• [DOCUMENT TEXT]:
►
I had a SIEG Homier years ago, since sold; it worked fine, unfinished metal was very bright compared to the Grizzly to be mentioned next.   I made many things culminating with a Sparey 5cc engine.   I recently endeavored to purchased a Grizzly 7x14 (with the upgraded tailstock); I sent two back for very serious issues in the headstock, electronics, and of course they had the usual minor problems, before getting a full refund.   So, no need to recommend that model.

The 9x20 lathe is compelling but it's known shortcomings are troubling; mostly the spindly belt drive and as delivered minimal speed limitations.   I did discover there is a variable speed version of this lathe in China, but no US vendor has decided to import it.   It seems this would be a great hobby lathe.
◄
• [PARTS OF THE EXERCISE]:
A: Name every lathe that the post about hobby lathes identifies by brand or size.
B: Pick up the post about hobby lathes after its last sentence and write a few more sentences in the same first-person voice.

• [GIVEN MATERIAL]:
►
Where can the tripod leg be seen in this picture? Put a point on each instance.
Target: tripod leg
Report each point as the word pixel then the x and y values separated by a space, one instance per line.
◄
• [RESPONSES PER TASK]:
A:
SIEG Homier
Grizzly 7x14
9x20 lathe

B:
http://en.realbull-machine.com/products_detail/productId=29.html

There is little information on the 8x16 to be found.

And finally, after several months of looking for the couple of American lathes of the past, I have given up on that path having seen nothing that the price and condition match up.  Worn ways and headstock issues are not worth $1000-$2000.

So, is it the newbie 7x12, the 9x20, or the 8x16?    Or just get the best 20% or 25% discount on the HF 7x12 and add the second half-nut?    Any will do the size work typically undertaken.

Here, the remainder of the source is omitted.